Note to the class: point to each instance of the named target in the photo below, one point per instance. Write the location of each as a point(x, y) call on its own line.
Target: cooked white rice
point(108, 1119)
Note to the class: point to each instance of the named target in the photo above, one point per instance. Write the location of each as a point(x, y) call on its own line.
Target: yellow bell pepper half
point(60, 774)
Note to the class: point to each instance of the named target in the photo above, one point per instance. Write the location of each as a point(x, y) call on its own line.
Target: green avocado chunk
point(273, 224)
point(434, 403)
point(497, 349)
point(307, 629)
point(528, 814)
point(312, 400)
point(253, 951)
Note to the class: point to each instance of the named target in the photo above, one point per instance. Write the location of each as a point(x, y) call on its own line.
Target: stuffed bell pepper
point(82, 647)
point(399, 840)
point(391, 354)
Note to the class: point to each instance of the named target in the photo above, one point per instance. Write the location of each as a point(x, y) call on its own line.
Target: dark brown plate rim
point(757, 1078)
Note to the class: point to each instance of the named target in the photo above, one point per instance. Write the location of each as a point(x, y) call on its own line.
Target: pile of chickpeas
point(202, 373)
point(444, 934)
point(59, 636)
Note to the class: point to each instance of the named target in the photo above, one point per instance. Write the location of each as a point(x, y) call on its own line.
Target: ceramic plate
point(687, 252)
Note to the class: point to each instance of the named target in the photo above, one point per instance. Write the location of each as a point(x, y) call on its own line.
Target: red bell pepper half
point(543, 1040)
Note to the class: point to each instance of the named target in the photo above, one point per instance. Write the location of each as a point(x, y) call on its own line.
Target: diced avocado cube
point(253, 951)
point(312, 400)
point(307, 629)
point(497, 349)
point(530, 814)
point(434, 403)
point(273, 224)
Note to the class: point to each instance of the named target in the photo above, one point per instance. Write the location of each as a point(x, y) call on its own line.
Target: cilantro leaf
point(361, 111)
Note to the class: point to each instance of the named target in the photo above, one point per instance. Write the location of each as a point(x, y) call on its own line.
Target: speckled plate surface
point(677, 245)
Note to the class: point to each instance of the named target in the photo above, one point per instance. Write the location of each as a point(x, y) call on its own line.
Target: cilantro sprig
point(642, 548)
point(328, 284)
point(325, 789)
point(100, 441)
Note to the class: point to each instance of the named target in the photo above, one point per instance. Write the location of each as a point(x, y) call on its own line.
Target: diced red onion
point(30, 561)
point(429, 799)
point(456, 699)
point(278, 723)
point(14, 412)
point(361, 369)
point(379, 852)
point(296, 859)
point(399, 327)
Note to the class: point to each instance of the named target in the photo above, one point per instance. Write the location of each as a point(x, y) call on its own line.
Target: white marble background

----

Exercise instructions:
Copy the records word for word, starting at their first line and ending at the line that contains "point(60, 774)", with both of those lines included.

Response to this exercise:
Note to the class: point to each instance of the named target in the photo below, one point per instance. Write the location of each as a point(x, y) call on its own line.
Target: cooked white rice
point(108, 1119)
Note to the class: point to each instance of the named target in the photo above, one point per instance. Write the location of each as a point(x, y) call on its own line.
Target: yellow bell pepper half
point(60, 774)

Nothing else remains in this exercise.